++++ Record extracts

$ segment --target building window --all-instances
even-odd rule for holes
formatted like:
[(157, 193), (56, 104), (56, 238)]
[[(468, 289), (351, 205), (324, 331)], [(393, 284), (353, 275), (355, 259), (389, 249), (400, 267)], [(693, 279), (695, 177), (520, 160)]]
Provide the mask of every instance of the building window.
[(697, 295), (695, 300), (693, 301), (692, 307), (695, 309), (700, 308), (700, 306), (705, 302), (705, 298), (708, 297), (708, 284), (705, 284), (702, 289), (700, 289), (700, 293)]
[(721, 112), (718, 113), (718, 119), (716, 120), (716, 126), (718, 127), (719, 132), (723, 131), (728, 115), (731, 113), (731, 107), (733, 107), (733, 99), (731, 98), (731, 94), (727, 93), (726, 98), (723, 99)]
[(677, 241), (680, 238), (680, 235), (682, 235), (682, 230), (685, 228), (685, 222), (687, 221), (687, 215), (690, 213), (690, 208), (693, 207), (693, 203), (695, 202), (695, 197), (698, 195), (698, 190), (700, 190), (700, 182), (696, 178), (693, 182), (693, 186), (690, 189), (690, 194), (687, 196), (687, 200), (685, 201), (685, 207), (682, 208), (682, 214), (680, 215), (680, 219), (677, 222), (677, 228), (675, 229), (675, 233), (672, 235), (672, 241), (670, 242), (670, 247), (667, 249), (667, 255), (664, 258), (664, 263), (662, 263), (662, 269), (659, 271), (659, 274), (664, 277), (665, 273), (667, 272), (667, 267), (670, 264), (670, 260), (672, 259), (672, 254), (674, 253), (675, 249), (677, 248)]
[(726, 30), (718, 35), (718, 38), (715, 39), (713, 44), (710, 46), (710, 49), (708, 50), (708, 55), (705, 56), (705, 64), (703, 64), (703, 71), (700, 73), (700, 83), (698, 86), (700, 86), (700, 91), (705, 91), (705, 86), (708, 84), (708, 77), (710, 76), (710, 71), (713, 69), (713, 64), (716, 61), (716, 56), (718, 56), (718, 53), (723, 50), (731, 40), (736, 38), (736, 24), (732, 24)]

++++++++

* Exercise
Copy out the entries exactly. Begin at the first line and end with the line that has "177), (520, 160)]]".

* Task solution
$ segment --target building window --all-instances
even-odd rule for holes
formatted like:
[(157, 193), (56, 104), (56, 238)]
[[(468, 289), (351, 205), (324, 331)], [(393, 284), (353, 275), (355, 259), (389, 249), (400, 267)], [(693, 279), (695, 177), (520, 160)]]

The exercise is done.